### Try it
Scan the listing below for "flag", then report every line that has it.

----------

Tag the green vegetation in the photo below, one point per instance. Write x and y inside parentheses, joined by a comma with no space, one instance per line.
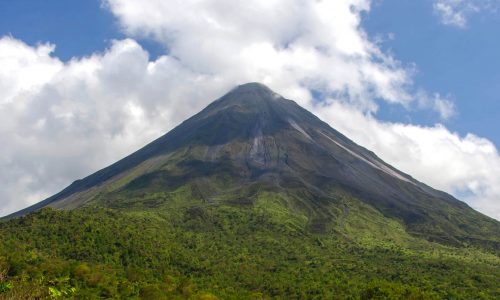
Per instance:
(191,249)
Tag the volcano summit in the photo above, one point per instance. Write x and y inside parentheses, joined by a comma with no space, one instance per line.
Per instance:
(256,170)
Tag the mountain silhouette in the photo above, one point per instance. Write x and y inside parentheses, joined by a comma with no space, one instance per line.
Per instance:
(253,141)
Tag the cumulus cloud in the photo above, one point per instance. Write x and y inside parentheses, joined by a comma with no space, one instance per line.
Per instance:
(466,166)
(61,121)
(285,43)
(457,12)
(444,106)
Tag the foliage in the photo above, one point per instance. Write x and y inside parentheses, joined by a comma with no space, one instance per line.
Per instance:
(231,251)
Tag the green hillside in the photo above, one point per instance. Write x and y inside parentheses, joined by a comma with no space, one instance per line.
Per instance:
(233,251)
(252,198)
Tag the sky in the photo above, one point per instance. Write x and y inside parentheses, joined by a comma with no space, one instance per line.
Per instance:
(84,83)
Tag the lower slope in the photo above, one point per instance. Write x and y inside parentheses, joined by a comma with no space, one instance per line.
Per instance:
(187,247)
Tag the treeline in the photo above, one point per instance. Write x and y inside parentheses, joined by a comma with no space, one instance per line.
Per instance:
(220,252)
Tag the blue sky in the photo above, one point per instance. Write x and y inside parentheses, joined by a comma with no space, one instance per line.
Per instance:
(417,82)
(460,63)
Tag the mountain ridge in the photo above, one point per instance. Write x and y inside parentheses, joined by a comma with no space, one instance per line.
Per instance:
(260,138)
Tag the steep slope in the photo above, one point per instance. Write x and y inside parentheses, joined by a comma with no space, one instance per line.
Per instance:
(251,142)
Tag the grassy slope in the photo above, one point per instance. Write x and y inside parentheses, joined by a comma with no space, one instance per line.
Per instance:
(177,245)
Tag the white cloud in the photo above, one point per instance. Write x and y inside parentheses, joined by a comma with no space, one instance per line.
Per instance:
(444,106)
(62,121)
(284,43)
(457,12)
(65,120)
(465,166)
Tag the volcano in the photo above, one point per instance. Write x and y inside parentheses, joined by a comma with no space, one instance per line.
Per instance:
(253,141)
(254,197)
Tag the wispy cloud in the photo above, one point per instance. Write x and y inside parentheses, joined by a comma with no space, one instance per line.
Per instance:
(457,12)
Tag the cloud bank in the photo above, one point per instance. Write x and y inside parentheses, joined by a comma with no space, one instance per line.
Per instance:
(62,121)
(457,12)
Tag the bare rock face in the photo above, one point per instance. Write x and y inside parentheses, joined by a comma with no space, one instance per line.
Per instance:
(253,140)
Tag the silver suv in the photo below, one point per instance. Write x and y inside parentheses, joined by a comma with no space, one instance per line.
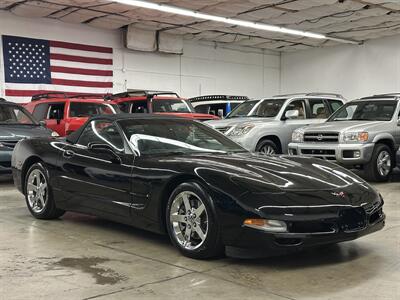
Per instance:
(267,125)
(364,133)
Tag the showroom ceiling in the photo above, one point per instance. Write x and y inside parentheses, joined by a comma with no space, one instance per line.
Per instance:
(357,20)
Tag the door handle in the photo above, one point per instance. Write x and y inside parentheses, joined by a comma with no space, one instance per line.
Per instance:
(68,153)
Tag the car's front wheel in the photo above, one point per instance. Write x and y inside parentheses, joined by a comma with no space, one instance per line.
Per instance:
(381,164)
(38,194)
(192,223)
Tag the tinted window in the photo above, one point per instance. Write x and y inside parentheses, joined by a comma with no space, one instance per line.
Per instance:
(88,109)
(298,105)
(335,104)
(243,109)
(366,111)
(139,107)
(40,111)
(56,111)
(170,105)
(154,136)
(318,109)
(10,114)
(101,132)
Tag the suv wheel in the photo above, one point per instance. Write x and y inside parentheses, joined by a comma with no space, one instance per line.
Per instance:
(381,164)
(267,147)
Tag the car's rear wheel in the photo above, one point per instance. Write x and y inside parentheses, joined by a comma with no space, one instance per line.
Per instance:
(267,147)
(381,164)
(192,223)
(38,194)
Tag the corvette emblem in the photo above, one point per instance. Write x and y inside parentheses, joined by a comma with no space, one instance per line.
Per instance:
(339,194)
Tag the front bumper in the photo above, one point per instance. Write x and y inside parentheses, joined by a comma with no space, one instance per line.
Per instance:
(335,152)
(5,162)
(252,243)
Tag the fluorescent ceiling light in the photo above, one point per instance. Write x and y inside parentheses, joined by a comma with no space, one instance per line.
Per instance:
(237,22)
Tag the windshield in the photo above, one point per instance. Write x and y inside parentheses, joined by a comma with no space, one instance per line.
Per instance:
(88,109)
(13,114)
(154,136)
(267,108)
(380,110)
(171,105)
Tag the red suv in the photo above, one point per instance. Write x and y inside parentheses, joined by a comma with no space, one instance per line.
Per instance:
(65,114)
(139,101)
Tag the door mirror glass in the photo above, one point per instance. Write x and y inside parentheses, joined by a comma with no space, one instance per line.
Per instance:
(104,149)
(292,114)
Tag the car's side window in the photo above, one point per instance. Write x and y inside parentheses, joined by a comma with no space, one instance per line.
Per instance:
(335,105)
(56,111)
(101,132)
(40,111)
(318,109)
(300,106)
(139,107)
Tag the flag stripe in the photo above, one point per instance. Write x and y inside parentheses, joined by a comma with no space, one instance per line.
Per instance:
(81,83)
(90,60)
(70,64)
(58,88)
(55,75)
(81,53)
(30,93)
(81,71)
(80,47)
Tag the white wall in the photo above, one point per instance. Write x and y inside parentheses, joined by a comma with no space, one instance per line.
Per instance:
(203,68)
(354,71)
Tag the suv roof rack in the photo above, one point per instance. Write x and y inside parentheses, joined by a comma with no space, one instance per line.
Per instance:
(388,95)
(218,97)
(311,94)
(48,96)
(85,96)
(138,93)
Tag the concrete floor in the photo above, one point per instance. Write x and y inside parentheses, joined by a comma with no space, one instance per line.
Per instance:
(82,257)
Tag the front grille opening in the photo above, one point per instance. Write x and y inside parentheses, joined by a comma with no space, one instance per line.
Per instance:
(375,216)
(288,241)
(312,227)
(352,219)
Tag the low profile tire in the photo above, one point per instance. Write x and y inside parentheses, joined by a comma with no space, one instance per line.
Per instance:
(192,223)
(267,147)
(381,165)
(38,194)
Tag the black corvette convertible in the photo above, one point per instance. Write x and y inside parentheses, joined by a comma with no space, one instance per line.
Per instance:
(168,174)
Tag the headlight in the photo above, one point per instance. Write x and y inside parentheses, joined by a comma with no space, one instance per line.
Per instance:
(240,130)
(298,136)
(266,225)
(355,137)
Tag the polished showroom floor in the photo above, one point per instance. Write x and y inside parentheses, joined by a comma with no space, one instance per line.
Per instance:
(82,257)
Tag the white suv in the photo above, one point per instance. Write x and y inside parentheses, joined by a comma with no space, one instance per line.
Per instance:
(267,125)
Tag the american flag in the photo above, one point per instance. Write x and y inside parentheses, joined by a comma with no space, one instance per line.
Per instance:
(33,66)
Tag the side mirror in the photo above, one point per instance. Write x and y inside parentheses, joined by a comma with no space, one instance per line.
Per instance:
(104,149)
(292,114)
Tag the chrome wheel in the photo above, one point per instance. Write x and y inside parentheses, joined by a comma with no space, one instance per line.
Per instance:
(189,220)
(37,191)
(267,150)
(384,163)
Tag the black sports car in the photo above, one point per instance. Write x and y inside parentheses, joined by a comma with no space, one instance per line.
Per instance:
(168,174)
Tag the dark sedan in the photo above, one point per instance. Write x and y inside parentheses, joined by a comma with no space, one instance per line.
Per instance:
(167,174)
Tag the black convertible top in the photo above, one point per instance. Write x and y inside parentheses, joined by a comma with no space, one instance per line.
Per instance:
(73,137)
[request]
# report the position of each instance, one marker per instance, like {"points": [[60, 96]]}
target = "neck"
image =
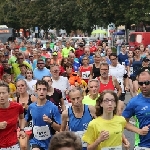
{"points": [[41, 102], [56, 78], [22, 95], [5, 105], [93, 96], [78, 110], [107, 116]]}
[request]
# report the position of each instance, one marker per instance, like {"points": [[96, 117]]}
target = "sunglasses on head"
{"points": [[146, 83]]}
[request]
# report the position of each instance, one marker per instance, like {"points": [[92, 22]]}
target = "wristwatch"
{"points": [[51, 123]]}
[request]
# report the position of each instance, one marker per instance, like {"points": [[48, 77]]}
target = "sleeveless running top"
{"points": [[137, 65], [29, 102], [79, 125], [96, 72], [108, 86]]}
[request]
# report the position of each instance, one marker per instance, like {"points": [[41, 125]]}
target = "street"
{"points": [[129, 135]]}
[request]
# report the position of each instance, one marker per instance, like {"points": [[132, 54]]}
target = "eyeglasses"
{"points": [[108, 100], [146, 83]]}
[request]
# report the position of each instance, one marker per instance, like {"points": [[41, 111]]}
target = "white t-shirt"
{"points": [[31, 85], [118, 72], [61, 84]]}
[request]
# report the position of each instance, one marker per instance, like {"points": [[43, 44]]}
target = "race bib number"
{"points": [[131, 70], [80, 134], [141, 148], [86, 75], [112, 148], [14, 147], [30, 126], [41, 133]]}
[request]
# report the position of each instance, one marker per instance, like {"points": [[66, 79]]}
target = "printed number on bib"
{"points": [[41, 133], [14, 147], [86, 75], [112, 148], [30, 126], [80, 134]]}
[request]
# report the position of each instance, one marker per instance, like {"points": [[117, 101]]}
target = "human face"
{"points": [[93, 87], [55, 71], [40, 65], [21, 87], [113, 60], [144, 84], [48, 80], [76, 98], [41, 92], [66, 148], [104, 71], [29, 74], [108, 103], [4, 95]]}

----------

### Problem solution
Tag the flag stripe in the photo above, one point per instance. Write x and y inside parentheses, joined by a comma with no space, one instance per line.
Tag the american flag in the photo above, one point per instance. Write x and y inside parentheses, joined by a comma with no space, one instance per line.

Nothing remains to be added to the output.